## Directions:
From the entries below, copy every line that holds the word "metal".

___ Available data ___

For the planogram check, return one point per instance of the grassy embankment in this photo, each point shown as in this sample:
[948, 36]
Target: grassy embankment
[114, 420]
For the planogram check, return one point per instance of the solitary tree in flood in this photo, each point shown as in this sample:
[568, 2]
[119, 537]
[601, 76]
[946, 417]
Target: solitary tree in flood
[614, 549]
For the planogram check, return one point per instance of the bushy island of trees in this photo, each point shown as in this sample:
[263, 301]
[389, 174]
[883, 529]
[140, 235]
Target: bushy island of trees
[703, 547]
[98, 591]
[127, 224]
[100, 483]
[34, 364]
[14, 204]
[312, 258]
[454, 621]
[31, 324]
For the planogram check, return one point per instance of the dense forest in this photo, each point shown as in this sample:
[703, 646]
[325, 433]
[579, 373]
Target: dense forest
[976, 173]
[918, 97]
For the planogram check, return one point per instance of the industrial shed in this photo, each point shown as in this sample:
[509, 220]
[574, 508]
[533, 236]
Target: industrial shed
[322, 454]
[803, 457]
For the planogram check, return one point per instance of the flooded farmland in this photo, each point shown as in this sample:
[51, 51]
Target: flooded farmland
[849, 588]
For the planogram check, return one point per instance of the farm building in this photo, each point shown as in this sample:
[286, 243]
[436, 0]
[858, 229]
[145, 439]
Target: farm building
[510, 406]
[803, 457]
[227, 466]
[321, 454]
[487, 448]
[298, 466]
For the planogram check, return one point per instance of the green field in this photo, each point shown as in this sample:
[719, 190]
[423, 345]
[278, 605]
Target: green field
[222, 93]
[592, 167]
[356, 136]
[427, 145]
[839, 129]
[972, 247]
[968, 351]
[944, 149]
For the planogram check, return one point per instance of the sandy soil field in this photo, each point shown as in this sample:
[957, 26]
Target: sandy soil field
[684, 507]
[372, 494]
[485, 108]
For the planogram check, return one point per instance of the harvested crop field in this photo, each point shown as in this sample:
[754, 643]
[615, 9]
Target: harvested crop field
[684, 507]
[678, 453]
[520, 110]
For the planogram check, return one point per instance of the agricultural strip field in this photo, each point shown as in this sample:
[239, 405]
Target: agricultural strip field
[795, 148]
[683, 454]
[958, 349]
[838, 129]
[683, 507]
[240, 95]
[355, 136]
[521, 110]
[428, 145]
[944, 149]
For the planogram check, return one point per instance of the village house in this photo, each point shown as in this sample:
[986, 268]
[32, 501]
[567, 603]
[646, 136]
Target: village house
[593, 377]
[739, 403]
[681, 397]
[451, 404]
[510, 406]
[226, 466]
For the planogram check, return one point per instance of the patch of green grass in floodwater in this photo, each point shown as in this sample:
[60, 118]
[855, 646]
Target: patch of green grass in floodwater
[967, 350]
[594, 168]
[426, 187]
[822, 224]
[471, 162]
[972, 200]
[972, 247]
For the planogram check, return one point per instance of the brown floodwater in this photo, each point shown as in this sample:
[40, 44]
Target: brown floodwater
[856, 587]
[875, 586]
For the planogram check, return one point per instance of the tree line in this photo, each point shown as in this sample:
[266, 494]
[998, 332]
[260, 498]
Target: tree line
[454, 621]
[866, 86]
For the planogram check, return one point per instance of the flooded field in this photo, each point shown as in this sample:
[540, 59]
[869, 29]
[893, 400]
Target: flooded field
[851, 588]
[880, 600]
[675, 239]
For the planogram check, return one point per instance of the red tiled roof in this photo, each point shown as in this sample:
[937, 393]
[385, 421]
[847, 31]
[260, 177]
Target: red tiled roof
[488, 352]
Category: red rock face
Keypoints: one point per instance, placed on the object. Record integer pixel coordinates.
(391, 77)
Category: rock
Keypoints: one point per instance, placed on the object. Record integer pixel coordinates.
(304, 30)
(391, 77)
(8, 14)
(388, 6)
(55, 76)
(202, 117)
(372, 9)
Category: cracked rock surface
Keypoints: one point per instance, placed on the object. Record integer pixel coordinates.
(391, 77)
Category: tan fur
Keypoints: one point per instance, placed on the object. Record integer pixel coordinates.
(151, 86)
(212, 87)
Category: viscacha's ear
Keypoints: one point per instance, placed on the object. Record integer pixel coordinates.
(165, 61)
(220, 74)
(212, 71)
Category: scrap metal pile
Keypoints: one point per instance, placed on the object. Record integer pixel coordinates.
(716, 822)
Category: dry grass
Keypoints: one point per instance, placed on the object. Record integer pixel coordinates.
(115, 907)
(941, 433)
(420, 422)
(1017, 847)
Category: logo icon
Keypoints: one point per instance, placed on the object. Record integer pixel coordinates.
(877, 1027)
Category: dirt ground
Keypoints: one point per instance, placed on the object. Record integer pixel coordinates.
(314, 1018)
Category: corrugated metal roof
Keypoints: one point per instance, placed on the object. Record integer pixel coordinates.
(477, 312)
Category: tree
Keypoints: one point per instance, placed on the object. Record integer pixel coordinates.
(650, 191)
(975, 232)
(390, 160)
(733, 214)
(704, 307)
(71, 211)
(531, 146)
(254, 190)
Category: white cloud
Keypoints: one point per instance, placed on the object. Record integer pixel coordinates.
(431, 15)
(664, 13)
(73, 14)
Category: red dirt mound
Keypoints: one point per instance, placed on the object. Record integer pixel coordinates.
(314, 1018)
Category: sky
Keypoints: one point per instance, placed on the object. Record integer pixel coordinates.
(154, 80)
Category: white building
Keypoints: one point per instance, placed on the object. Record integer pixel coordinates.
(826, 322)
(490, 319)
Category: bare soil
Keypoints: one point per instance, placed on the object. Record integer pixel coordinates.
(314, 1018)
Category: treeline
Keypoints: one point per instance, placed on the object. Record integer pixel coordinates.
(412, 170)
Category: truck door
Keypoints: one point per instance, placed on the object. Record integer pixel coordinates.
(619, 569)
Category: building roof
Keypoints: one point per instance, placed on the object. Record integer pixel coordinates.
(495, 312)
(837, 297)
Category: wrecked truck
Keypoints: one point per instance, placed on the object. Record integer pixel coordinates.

___

## Expected answer:
Category: scrap metal pile
Category: corrugated metal roof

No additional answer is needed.